- _WHAT TO WORK ON_: For this exercise, return all the data exactly as it stands.

(Beginning of DATA IN THIS EXERCISE)

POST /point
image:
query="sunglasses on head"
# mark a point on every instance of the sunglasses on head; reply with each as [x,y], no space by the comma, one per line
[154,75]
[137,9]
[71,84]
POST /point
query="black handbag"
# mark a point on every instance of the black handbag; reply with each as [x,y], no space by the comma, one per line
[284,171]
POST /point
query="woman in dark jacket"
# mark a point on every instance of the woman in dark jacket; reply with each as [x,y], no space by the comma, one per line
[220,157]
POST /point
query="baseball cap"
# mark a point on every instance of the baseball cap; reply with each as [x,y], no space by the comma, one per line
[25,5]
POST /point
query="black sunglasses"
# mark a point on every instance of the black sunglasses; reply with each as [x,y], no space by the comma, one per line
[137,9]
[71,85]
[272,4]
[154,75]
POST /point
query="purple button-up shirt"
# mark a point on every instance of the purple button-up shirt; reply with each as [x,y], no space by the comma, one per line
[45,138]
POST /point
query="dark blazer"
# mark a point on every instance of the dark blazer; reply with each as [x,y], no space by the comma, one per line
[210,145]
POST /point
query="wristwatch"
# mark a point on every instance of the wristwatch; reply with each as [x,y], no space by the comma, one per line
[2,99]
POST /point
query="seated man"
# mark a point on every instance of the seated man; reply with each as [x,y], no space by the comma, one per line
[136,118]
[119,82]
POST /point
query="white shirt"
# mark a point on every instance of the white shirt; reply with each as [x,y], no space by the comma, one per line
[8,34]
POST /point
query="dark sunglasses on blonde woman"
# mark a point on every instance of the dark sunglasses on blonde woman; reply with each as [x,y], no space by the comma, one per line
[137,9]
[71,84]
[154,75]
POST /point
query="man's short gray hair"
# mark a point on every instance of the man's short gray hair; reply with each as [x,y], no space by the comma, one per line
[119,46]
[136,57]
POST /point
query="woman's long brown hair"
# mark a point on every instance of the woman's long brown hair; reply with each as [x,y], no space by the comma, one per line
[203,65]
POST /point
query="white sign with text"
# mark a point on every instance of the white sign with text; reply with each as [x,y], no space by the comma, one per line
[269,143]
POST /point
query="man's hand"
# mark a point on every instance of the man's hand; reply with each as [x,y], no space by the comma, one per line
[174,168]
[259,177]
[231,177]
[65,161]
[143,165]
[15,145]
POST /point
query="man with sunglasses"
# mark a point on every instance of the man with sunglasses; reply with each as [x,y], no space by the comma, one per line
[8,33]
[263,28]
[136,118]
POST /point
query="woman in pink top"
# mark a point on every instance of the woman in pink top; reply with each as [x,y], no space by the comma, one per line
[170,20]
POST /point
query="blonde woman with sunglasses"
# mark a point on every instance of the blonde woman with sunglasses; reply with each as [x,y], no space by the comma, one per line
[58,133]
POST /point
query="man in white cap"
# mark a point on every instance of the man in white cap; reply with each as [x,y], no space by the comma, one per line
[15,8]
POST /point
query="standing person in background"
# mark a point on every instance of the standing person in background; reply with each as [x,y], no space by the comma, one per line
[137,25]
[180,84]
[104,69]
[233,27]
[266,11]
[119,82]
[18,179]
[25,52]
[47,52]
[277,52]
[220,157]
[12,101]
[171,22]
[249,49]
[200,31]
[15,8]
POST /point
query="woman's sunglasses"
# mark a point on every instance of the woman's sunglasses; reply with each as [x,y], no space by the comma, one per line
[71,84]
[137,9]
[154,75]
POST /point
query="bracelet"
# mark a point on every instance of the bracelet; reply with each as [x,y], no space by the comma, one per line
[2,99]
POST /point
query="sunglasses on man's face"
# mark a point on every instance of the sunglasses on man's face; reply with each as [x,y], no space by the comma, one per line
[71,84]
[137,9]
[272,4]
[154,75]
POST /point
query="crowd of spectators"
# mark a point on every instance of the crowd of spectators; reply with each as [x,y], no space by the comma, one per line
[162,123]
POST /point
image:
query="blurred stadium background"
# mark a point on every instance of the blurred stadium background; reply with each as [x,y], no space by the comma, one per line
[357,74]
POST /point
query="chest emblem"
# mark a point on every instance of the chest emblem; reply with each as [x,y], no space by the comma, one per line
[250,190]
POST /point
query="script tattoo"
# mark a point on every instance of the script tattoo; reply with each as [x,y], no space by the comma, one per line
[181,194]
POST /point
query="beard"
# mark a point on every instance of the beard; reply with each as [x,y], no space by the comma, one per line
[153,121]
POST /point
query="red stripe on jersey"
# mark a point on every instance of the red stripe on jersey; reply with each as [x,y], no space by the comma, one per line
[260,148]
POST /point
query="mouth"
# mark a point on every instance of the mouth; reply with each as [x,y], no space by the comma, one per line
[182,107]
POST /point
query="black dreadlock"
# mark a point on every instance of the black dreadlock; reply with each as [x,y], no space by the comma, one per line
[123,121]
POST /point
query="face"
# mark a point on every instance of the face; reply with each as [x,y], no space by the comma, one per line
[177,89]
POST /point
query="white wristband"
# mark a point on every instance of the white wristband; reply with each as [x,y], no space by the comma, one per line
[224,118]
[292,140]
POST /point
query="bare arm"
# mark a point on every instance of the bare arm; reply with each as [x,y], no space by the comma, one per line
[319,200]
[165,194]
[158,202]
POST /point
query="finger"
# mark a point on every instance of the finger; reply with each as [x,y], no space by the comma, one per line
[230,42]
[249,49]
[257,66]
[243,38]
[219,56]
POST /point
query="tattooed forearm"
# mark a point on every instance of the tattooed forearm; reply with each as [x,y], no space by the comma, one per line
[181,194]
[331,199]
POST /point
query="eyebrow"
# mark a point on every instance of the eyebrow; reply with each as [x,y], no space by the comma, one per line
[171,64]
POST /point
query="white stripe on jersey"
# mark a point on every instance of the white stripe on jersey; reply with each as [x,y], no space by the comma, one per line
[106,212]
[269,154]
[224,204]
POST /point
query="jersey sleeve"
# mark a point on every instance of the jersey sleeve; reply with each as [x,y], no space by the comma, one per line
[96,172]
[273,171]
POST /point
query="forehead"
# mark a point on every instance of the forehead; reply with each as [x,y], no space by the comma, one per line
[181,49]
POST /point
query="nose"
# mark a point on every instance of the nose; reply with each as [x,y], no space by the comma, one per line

(End of DATA IN THIS EXERCISE)

- _OUTPUT_:
POST /point
image:
query="sunglasses on head"
# mark a point on every instance of the sunglasses on head; reply with each as [x,y], no space by the comma, one per line
[154,75]
[137,9]
[71,84]
POST /point
query="black handbag"
# mark a point on every instance of the black handbag; reply with each as [x,y], no space by the comma, one per line
[284,171]
POST /point
query="woman in dark jacket"
# mark a point on every instance of the woman in dark jacket; reply with each as [x,y], no space by the comma, one per line
[220,157]
POST /point
query="baseball cap"
# mark a point on every instance of the baseball cap; reply with each as [x,y], no space by the comma, one per line
[25,5]
POST /point
query="black sunglasses"
# mark a point on every instance of the black sunglasses; reply with each as [x,y], no space by the comma, one per line
[137,9]
[71,85]
[272,4]
[154,75]
POST /point
query="purple button-up shirt"
# mark a point on every instance of the purple button-up shirt; reply with each as [x,y], no space by the comma, one per line
[45,138]
POST /point
query="dark blazer"
# mark a point on every instance of the dark blazer; reply with each as [x,y], no space by the comma, one per line
[210,145]
POST /point
query="wristwatch"
# mark a point on every instance of the wristwatch; reply with each as [x,y], no space by the comma, one per line
[2,99]
POST /point
query="seated man"
# mark a point on every instance of the seated man; reply with each as [x,y], no space by the comma, one per line
[136,118]
[119,82]
POST /point
query="white shirt"
# mark a point on every instance of the white shirt; reply with each as [x,y], no space by the comma, one per line
[8,34]
POST /point
query="dark sunglasses on blonde woman"
# mark a point on every instance of the dark sunglasses on blonde woman; reply with each as [x,y], no space by the comma, one per line
[137,9]
[71,84]
[154,75]
POST /point
query="man's short gray hair"
# mark a point on every instance of the man's short gray hair; reply with each as [x,y], no space by the comma, one per line
[119,46]
[136,57]
POST /point
query="woman's long brown hair"
# mark a point on every instance of the woman's long brown hair; reply with each as [x,y], no space by the comma, one per line
[203,65]
POST /point
query="white sign with text"
# mark a point on every instance of the white sign with text; reply with each as [x,y], no space by the comma, one per line
[269,143]
POST /point
query="man's hand"
# mark a point on every instance of the man's hand; reply with each as [x,y], no space by the comma, one per line
[174,168]
[259,177]
[231,177]
[65,161]
[143,165]
[15,145]
POST /point
query="man with sunglasses"
# mark a point on every instance of the man with sunglasses; reply with each as [x,y], no space by the comma, one per line
[8,33]
[263,28]
[136,118]
POST /point
query="woman in pink top"
# mark a point on every instance of the woman in pink top; reply with each as [x,y], no space by the comma, one per line
[170,20]
POST /point
query="blonde woman with sunglasses"
# mark a point on every instance of the blonde woman with sunglasses; reply with each as [x,y], no space by the comma, one per line
[58,133]
POST /point
query="man in white cap"
# mark a point on every instance of the man in white cap; reply with each as [x,y], no space by the comma, one per line
[15,8]
POST /point
query="standing person in background"
# mark a point on every instance of the standing person in background; reply with each as [x,y], no space by the comma, one per line
[137,25]
[180,84]
[104,69]
[233,27]
[266,11]
[119,82]
[18,179]
[25,52]
[47,52]
[277,52]
[220,157]
[12,101]
[171,22]
[249,49]
[200,31]
[15,8]
POST /point
query="woman's sunglasses"
# mark a point on every instance of the woman's sunglasses; reply with each as [x,y], no space by the comma, one per line
[71,84]
[137,9]
[154,75]
POST /point
query="bracelet"
# mark a point on every instance of the bracelet; reply with each as [x,y], no space by the comma, one per line
[2,99]
POST /point
query="sunglasses on man's face"
# mark a point on every instance of the sunglasses on man's face; reply with each as [x,y], no space by the comma, one per line
[71,84]
[137,9]
[272,4]
[154,75]
POST /point
query="crowd of spectators"
# mark a point on every instance of the crowd of spectators; reply with each as [x,y], no space by the comma, one per line
[162,123]
POST /point
image:
query="blurred stadium background"
# mark a point on every instance of the blurred stadium background; reply with each as [x,y], no space by the comma, one per line
[357,74]
POST /point
query="chest emblem"
# mark a point on every instance of the chest emblem; reply with each as [x,y], no space by the comma, one per line
[250,190]
POST /point
query="script tattoo"
# mark a point on every instance of the script tattoo; reply with each as [x,y], no space by the comma, one per line
[181,194]
POST /point
query="beard"
# mark a point on every instance of the beard; reply with each as [x,y], no space by the comma, one per line
[153,121]
POST /point
query="red stripe on jersey"
# mark a point on every instance of the red stripe on jersey; reply with each as [x,y], no space by the comma, one per line
[260,148]
POST /point
query="mouth"
# mark a point on every instance of the mouth; reply with each as [x,y], no space by the comma, one per line
[182,107]
POST /point
query="black dreadlock"
# mark a point on every instance of the black dreadlock; reply with each as [x,y], no space by the comma, one per line
[123,121]
POST /point
query="face"
# mark a point on every instance of the face; reply with each as [x,y], no space by the comma, one per line
[177,89]
POST /point
query="white wristband"
# mark a point on every instance of the white wristband; reply with each as [x,y], no space by the comma, one per line
[224,118]
[292,140]
POST /point
query="bare arm"
# mark a point on every instance of the bare arm; reply with each as [x,y], no space by the comma, one per line
[319,200]
[165,194]
[158,202]
POST /point
query="finger"
# mark a point on every instance of the finger; reply with each as [x,y], no space by the comma, one per line
[230,42]
[249,49]
[257,66]
[243,38]
[219,56]
POST /point
query="tattooed forearm"
# mark a point on every instance of the tattooed forearm; reply with each as [x,y], no space by the comma, one per line
[181,194]
[331,199]
POST /point
query="eyebrow"
# mark a point on every instance of the eyebrow; reply with each as [x,y], no space by the comma, one per line
[171,64]
POST /point
query="white stripe on jersey"
# mark a point on every instance of the white stripe on jersey; reply with each as [x,y], no space by the comma, one per line
[106,212]
[269,154]
[224,204]
POST /point
query="jersey sleeve"
# mark a point on every instance of the jersey sleeve; reply with each as [x,y], no space by the comma, one per line
[96,172]
[273,171]
POST /point
query="forehead"
# mark a point on every instance of the forehead; reply with each as [x,y], no space by the comma, one per line
[181,49]
POST /point
query="nose"
# mark a point on every instance of the nose; reply with each as [x,y], no space by the comma, one per line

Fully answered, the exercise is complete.